— start Entries supplied —
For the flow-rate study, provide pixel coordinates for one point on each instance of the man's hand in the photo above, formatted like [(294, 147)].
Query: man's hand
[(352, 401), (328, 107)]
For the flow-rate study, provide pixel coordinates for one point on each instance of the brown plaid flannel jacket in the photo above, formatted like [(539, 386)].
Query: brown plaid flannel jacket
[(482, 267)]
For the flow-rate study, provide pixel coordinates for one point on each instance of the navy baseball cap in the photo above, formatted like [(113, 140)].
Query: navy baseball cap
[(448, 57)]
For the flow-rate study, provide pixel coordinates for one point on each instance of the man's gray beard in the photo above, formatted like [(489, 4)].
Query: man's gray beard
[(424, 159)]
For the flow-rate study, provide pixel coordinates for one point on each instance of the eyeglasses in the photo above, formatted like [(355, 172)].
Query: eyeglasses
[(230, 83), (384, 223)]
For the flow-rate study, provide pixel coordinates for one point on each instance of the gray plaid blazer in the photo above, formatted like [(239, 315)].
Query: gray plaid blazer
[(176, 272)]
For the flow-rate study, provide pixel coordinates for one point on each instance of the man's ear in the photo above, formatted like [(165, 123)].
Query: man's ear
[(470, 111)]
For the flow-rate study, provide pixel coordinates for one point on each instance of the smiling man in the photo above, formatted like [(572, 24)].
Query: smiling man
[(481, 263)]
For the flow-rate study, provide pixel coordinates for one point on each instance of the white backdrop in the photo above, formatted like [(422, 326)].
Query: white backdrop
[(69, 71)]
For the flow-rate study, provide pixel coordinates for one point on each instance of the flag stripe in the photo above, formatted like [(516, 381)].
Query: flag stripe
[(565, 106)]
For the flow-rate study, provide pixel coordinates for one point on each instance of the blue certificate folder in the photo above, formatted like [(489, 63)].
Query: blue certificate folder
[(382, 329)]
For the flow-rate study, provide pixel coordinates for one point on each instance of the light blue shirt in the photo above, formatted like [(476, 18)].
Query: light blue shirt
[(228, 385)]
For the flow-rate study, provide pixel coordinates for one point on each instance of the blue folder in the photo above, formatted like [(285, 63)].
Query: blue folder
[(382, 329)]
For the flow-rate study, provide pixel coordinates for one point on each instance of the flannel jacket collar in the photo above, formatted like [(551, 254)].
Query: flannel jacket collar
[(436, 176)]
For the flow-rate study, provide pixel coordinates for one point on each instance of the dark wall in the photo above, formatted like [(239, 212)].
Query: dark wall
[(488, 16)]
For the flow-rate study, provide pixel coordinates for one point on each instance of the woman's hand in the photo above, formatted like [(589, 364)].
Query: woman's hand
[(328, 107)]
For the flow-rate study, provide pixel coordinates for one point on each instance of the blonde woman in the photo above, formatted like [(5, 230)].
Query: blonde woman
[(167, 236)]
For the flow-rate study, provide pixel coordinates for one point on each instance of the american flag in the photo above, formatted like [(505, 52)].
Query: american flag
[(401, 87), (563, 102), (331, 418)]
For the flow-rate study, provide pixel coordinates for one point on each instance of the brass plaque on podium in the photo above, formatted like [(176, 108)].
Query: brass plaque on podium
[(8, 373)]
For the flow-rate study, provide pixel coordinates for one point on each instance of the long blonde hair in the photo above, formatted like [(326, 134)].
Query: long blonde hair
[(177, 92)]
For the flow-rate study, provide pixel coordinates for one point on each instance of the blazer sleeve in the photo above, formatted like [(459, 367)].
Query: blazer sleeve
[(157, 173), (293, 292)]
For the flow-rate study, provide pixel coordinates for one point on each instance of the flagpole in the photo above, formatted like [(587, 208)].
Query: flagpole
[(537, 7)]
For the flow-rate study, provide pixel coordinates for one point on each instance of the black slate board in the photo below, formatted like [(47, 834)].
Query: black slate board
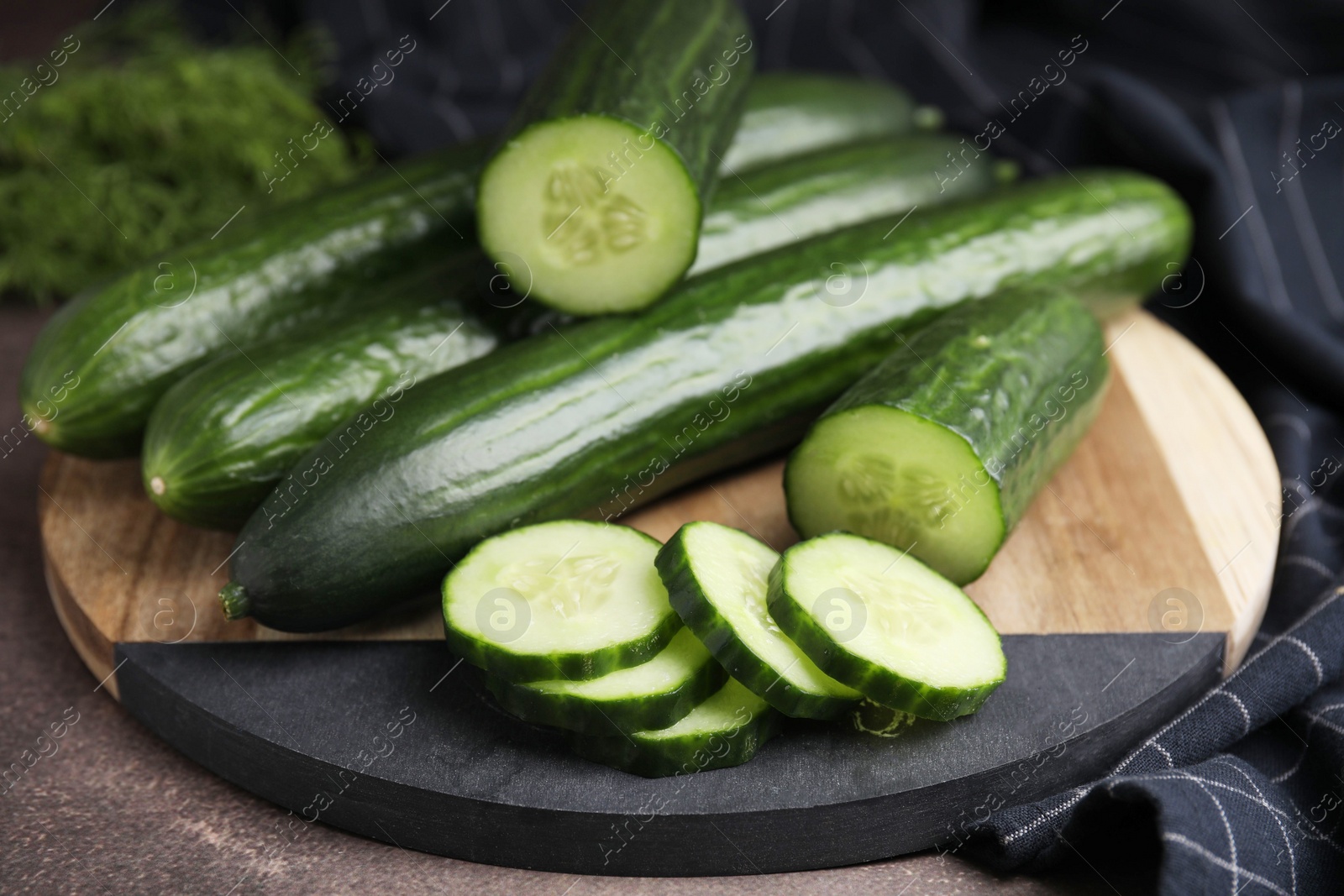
[(393, 741)]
— end Entries supplied —
= What you should do =
Write out the data lines word for word, beginning at the line that contains "like [(239, 315)]." and stopping after the line that contains "[(328, 107)]".

= Answer to this problem =
For the flow-rate study, provide pixel coordinates for one point on each instance of the gray plaid blazer in the photo above, formatted like [(239, 315)].
Query: gray plaid blazer
[(176, 272)]
For the flow-rate study, provide pixel coordinates for one point on each instance of the man's ear in the photo above, formatted like [(165, 123)].
Query: man's ear
[(470, 111)]
For the flow-rate study, provide pixel coordinates for one point on each instance of the smiling man in the photo above, formatted like [(572, 24)].
Query: smiling man
[(481, 263)]
For the flow-rate study, provide pixel coordinates for one point on each instance of the white backdrop in the photo above, formatted like [(422, 326)].
Query: white backdrop
[(69, 71)]
For the flow-rate study, provide pixel coordinates for one point on each instance of the flag stripe in the photo above, formatted like [(516, 381)].
Query: flag stripe
[(565, 106)]
For the flow-rate study, provide pixel coordinates for one point on each instance of the blue certificate folder in the photo above, formatted like [(489, 63)].
Query: blue certificate folder
[(382, 329)]
For the flow-rate study, provide pixel coordinates for one point on each instance of the light blue shirt in the photo above, formatted like [(476, 18)].
Query: light blue shirt
[(228, 385)]
For the flow-rate study, provide pixel coordinates for one point on each instance of the blue folder in the photo above, formatted like [(285, 63)].
Query: blue folder
[(382, 329)]
For the flow-rate study, provide pixel coordinates for one point on each instance of the flannel jacket collar in the photo above, formatted like [(551, 254)].
Query: flannel jacket collar
[(436, 176)]
For the flow-rate study, provide pixel coordinates for one point on each instance of the dark wall in the photo above, formatted like [(239, 212)].
Query: dark wall
[(488, 16)]
For the flow-rate study, provide pixel coordinates for one point on each instance of the woman's hand in the photo above, formatted like [(589, 364)].
Query: woman's hand
[(328, 107)]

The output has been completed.